Stored rows -

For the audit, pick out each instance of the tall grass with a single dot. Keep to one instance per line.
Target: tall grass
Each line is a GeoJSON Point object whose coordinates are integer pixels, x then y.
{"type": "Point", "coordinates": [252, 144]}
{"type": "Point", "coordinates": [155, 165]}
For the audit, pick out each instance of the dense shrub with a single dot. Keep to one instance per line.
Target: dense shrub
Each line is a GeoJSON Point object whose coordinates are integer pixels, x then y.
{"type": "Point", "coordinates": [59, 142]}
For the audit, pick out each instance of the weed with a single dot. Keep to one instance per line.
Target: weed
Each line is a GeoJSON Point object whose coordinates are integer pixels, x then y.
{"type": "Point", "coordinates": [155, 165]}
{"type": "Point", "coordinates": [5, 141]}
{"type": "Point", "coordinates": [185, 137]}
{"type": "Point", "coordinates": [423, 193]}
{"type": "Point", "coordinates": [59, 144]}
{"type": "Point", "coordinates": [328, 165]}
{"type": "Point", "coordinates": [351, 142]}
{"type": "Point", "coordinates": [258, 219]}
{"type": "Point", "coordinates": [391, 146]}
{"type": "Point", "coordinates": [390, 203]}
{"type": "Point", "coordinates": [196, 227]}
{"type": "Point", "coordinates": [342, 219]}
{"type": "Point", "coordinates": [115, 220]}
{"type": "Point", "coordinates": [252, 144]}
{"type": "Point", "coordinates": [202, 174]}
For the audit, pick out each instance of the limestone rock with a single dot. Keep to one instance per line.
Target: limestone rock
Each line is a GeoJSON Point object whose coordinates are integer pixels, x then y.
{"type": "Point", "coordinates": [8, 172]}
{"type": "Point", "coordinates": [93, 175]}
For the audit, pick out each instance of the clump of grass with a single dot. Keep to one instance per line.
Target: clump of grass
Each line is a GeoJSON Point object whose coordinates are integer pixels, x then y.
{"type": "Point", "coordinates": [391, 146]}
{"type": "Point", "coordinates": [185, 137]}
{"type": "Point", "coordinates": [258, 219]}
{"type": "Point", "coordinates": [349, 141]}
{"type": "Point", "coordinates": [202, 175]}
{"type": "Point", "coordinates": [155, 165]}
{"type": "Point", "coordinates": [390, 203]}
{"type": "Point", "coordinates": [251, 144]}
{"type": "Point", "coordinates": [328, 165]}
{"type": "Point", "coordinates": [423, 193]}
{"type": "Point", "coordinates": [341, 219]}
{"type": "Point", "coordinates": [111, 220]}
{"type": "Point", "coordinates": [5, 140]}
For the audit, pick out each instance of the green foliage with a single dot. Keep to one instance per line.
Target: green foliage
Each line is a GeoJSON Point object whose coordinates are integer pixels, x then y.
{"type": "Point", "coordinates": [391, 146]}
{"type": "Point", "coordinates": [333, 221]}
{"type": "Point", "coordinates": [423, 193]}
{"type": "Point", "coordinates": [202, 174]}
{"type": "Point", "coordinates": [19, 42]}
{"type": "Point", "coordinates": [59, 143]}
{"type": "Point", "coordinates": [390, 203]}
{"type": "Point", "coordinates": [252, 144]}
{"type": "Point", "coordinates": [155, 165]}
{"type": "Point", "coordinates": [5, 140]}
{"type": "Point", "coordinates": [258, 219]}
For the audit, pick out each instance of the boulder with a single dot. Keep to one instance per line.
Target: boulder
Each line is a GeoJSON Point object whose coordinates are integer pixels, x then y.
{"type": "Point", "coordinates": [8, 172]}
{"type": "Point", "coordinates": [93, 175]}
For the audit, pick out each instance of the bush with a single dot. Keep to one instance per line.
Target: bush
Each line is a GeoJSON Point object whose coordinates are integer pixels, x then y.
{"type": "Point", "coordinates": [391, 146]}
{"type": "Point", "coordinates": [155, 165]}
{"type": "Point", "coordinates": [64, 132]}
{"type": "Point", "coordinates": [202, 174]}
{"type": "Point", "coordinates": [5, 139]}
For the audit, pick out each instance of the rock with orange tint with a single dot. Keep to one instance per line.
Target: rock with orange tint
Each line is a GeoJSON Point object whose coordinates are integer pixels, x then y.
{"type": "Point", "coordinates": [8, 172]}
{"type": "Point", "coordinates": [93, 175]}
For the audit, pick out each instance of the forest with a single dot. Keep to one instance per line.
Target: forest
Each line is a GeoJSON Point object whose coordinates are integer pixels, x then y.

Objective - Reproduce verbatim the lines of the records running from the line containing "For the audit, pick out each instance of the rock" through the end of the records, both included.

Solution -
For the audit, pick out each instance of the rock with orange tint with a single dot. Keep to one instance per line.
Target: rock with orange tint
Each line is a GeoJSON Point object whose coordinates are integer pixels, x then y.
{"type": "Point", "coordinates": [8, 172]}
{"type": "Point", "coordinates": [93, 175]}
For the audit, pick out each instance of the forest with a single dot. Keep to one instance per line.
Target: forest
Each line is a GeoJSON Point object whose coordinates are integer pixels, x then y.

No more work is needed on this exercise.